[[ Given records open ]]

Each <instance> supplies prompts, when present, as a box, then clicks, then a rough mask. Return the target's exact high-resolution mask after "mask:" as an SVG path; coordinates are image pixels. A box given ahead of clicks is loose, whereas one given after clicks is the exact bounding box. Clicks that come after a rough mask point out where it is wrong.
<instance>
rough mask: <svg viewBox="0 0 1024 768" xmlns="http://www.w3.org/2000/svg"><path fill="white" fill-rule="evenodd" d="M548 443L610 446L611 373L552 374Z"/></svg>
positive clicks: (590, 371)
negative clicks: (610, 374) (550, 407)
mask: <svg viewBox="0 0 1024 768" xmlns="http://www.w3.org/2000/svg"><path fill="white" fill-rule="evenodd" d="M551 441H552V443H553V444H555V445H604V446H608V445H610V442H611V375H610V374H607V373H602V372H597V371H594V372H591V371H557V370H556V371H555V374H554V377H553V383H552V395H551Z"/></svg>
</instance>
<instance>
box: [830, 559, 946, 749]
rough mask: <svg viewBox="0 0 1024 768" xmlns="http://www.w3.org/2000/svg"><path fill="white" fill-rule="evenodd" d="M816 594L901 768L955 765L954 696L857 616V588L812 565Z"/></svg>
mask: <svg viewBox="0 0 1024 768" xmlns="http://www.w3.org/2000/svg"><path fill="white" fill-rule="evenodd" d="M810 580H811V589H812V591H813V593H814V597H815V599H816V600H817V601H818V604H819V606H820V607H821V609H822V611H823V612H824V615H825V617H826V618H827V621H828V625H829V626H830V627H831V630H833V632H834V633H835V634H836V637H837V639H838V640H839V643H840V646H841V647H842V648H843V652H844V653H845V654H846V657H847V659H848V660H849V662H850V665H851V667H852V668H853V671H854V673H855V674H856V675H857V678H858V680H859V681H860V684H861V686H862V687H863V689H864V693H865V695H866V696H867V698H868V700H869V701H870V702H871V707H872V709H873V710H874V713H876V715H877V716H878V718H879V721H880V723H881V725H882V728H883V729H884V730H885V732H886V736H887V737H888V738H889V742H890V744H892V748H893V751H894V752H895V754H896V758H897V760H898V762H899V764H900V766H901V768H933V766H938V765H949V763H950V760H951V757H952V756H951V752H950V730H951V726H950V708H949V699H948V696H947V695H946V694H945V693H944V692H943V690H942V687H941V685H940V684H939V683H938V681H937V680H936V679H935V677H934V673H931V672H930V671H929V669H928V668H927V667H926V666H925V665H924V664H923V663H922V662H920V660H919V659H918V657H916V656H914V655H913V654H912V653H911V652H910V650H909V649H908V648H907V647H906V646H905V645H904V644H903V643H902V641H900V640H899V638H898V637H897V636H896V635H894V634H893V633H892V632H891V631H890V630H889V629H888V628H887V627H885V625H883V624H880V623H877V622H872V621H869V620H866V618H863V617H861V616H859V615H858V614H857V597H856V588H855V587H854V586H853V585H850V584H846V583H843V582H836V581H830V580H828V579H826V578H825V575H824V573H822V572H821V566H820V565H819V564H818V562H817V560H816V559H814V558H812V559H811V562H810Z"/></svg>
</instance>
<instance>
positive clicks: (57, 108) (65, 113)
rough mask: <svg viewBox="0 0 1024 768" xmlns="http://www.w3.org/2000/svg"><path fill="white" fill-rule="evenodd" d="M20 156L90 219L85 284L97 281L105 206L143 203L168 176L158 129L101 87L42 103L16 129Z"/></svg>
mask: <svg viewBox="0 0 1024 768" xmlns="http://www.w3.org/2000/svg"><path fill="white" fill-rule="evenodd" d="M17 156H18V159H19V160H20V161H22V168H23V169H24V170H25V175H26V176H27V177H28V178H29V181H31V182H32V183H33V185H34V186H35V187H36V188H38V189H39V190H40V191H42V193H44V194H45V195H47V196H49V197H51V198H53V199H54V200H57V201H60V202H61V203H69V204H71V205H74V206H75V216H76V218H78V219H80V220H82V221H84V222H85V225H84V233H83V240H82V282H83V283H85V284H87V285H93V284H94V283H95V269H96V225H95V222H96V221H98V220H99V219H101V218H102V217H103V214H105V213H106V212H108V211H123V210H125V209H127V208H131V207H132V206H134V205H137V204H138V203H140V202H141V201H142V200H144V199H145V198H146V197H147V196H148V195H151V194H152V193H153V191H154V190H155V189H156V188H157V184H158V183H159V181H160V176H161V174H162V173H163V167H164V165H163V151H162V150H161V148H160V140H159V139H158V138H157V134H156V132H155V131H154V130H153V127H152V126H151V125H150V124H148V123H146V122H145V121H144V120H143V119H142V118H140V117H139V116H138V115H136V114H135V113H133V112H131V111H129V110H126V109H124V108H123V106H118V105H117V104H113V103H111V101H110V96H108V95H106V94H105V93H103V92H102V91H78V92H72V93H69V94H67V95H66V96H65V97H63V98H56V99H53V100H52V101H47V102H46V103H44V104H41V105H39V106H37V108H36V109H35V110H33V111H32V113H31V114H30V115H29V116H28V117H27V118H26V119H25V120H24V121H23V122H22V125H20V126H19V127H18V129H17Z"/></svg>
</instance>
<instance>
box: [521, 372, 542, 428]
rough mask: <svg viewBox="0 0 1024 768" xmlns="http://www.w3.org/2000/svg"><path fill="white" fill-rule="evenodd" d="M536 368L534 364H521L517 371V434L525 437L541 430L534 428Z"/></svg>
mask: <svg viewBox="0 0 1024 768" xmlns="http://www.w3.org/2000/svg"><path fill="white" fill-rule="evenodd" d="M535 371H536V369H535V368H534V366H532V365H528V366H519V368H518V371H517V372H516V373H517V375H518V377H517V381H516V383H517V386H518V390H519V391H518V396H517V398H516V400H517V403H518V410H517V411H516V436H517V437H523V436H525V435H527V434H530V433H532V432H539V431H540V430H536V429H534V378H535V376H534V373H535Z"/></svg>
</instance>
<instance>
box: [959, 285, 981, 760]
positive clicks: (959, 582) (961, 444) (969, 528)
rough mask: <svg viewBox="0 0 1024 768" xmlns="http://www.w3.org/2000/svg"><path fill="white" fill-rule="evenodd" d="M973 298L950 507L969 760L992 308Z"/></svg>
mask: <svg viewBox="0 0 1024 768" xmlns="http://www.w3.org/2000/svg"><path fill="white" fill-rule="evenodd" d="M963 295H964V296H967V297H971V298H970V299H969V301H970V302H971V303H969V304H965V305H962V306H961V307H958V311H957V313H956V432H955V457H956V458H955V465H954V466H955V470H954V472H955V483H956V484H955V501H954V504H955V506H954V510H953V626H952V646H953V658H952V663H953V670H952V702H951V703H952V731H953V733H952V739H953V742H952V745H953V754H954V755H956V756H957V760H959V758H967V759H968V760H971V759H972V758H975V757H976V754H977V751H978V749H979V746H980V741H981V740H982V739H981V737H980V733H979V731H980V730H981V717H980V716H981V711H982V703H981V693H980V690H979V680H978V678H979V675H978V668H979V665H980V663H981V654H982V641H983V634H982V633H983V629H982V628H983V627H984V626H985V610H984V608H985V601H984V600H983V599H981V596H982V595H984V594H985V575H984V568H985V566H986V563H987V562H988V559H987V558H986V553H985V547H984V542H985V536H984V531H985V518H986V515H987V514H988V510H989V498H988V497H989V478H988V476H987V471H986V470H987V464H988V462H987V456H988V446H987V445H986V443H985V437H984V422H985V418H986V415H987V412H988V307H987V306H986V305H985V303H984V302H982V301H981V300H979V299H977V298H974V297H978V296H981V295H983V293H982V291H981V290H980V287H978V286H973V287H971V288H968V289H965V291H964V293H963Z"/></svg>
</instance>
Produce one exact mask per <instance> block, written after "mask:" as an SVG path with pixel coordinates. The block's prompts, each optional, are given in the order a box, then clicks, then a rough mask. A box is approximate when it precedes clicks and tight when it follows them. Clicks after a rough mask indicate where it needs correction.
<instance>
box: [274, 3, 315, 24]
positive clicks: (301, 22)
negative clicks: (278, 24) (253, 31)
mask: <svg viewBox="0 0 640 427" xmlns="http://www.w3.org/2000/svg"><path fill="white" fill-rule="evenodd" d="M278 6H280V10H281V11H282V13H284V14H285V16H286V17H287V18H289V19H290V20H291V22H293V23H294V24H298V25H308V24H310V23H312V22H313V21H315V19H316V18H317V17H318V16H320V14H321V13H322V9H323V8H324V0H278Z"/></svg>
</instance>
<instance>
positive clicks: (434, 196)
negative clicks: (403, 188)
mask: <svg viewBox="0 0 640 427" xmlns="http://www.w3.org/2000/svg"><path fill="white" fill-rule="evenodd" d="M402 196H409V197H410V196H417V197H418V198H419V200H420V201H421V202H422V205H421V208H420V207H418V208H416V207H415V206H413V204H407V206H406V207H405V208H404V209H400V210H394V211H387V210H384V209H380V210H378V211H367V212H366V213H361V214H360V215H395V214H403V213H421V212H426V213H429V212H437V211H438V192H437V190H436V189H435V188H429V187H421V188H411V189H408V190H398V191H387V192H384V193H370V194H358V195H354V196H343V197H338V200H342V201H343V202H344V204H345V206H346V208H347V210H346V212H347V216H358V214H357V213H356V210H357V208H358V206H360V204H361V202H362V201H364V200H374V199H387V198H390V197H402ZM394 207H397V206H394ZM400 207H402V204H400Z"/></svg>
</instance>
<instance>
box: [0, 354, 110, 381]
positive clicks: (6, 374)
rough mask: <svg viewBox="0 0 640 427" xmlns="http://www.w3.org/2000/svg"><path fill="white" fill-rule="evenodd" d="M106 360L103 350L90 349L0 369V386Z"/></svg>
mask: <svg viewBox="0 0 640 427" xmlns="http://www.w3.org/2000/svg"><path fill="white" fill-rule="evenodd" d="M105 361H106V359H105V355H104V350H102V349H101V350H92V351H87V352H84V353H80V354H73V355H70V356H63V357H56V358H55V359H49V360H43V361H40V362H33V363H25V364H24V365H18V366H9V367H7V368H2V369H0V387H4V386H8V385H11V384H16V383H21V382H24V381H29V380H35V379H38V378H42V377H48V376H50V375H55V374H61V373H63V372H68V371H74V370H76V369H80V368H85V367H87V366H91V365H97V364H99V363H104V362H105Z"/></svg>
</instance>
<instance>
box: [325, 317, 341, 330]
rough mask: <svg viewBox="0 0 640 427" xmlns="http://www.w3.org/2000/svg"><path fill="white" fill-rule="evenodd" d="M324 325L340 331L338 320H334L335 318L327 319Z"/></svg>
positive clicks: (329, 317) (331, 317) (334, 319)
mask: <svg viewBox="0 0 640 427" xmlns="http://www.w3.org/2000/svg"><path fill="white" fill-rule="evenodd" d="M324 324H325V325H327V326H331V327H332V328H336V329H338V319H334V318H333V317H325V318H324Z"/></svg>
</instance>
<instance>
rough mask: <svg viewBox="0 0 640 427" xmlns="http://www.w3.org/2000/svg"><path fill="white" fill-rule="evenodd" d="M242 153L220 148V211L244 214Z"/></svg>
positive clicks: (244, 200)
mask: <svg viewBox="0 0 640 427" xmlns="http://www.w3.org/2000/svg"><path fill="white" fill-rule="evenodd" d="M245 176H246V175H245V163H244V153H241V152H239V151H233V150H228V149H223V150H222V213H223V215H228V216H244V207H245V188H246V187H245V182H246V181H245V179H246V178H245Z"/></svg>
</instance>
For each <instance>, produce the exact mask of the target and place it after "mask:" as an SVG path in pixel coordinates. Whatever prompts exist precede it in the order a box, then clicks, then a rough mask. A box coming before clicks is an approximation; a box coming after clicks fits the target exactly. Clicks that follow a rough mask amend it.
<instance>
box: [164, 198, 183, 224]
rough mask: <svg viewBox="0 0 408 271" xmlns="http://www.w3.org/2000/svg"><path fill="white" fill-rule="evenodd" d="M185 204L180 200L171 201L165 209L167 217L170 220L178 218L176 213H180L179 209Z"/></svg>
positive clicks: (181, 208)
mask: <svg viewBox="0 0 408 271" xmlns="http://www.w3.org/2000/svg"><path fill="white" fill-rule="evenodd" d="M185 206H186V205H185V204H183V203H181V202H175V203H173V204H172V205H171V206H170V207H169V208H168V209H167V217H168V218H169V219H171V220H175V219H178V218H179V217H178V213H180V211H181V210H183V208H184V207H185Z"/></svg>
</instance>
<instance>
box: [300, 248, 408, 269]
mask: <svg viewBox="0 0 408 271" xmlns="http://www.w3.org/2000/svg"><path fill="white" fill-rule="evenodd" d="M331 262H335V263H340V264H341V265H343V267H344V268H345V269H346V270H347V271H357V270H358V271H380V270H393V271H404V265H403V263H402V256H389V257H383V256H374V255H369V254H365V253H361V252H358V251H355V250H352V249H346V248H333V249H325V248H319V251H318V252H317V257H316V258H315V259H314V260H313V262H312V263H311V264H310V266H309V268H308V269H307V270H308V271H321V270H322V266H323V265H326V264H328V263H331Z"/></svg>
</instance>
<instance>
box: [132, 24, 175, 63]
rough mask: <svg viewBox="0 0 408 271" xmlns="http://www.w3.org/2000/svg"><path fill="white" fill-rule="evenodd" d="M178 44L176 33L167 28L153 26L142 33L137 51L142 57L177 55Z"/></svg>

[[ Given records closed ]]

Problem description:
Go through the records and gather the lines that hold "order".

Result for this exercise:
Produce one exact mask per <instance> block, written after "mask:" as an SVG path with pixel coordinates. The block's prompts, each optional, are given in the order a box, then clicks, then a rough mask. A box is approximate when it precedes clicks and tight when it follows them. Clicks after a rough mask indicate where it needs correction.
For each <instance>, produce the exact mask of the target and place it after "mask:" as an SVG path in pixel coordinates. Whatever prompts exist precede it in the order a box, then clicks, then a rough mask. A box coming before clicks is an approximation; a box coming after clicks fits the target exactly. Clicks that follow a rough mask amend it.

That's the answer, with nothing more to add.